The wideband threat is somewhat different in this respect. Since a time domain pulse produces energy over many frequencies at the same time, the energy density at single frequencies are much less. This means that damage is not as likely as in the narrowband case; however, it is easier to find a system's vulnerability since many frequencies are exposed at the same time. Sources that have been built in the past typically produce repetitive pulses that can continue for many seconds or minutes thereby increasing the probability of producing a system upset.

 

While the waveform characteristics are defined above, there are two primary ways that they may be delivered to a system. One is through the application of radiated fields, and the other is through conduction along cables and wires. These two methods of delivery are consistent with the general treatment of electromagnetic disturbances in the field of electromagnetic compatibility (EMC) where nearly all environments and tests are defined in terms of radiated and conducted environments (e.g., IEC 61000-2-5).
The above discussion clearly indicates that there are four general cases to be considered for IEMI: radiated narrowband, radiated wideband, conducted narrowband, and conducted wideband.

 

For the two radiated cases, it seems clear that frequencies above 100 MHz are of primary concern in that they are able to penetrate unshielded or poorly protected buildings very well and yet couple efficiently to the equipment inside of the building. In addition, they have the advantage that antennas designed to radiate efficiently at these frequencies are small. Tests performed in the IEC using standard 61000-4-3 indicate that most equipment sold commercially in Europe should be immune to radiated narrowband fields of 3 to 10 V/m (between 80 MHz and 2.5 GHz), depending on the equipment type. For wideband radiated threats, the IEC equivalent is the electrostatic discharge test (61000-4-2), which produces a peak electric field on the order of 1 kV/m near the ESD arc; this pulse has a rise time of 0.7 ns and a decay time of approximately 30 ns. Although this field is produced by a discharge on or near an equipment enclosure, the EM fields propagating away from the arc couple well to and propagate through small apertures in the enclosure walls. This is very similar to the exposure from a radiated field.

[Information shown]:

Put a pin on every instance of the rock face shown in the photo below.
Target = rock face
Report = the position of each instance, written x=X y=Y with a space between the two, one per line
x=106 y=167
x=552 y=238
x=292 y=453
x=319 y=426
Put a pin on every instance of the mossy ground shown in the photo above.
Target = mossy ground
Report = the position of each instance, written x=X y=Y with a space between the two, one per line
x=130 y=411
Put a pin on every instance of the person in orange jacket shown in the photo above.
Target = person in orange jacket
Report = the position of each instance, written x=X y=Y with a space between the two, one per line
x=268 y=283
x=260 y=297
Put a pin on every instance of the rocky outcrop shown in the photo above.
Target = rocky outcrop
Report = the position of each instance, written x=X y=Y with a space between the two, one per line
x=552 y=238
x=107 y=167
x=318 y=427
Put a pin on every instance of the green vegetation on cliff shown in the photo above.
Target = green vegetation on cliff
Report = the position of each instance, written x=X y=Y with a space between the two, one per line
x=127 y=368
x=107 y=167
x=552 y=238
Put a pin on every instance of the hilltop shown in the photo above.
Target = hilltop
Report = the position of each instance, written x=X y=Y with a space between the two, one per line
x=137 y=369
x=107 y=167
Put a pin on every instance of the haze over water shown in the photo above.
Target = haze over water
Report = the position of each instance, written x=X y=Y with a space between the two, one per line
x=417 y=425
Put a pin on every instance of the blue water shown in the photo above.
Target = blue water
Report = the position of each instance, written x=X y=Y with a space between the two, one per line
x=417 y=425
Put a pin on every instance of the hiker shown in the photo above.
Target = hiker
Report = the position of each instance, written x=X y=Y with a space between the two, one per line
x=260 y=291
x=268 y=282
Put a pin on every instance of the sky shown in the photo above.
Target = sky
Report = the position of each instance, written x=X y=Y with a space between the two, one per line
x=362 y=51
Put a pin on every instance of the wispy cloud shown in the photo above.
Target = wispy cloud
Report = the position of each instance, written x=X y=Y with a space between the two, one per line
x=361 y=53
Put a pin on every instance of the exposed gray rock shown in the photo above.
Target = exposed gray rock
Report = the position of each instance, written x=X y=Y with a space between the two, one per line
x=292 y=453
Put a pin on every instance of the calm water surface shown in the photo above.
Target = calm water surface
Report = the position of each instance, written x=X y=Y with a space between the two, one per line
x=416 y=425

[Task details]:
Return everything from "The above discussion" down to "and conducted wideband." in the passage on electromagnetic threats above, copied word for word.

[Solution]:
The above discussion clearly indicates that there are four general cases to be considered for IEMI: radiated narrowband, radiated wideband, conducted narrowband, and conducted wideband.